:: Problem to work on ::
Rewrite the material below with "corner trim" swapped for "edge trim" everywhere and nothing else changed. Leave the pictures out of your answer.

:: Source material ::
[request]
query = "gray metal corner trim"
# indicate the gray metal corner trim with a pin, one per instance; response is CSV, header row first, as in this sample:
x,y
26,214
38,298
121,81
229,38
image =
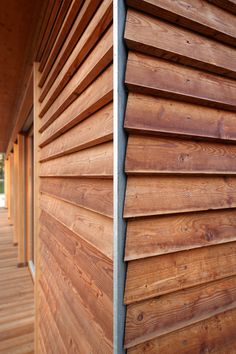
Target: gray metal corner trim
x,y
120,142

:: Output for this task ::
[request]
query = "gray metal edge trim"
# indicate the gray metal edge trim with a pin, one per instance; response is CSV, header row first, as in this sample:
x,y
26,214
38,298
121,81
229,38
image =
Target: gray metal edge trim
x,y
120,142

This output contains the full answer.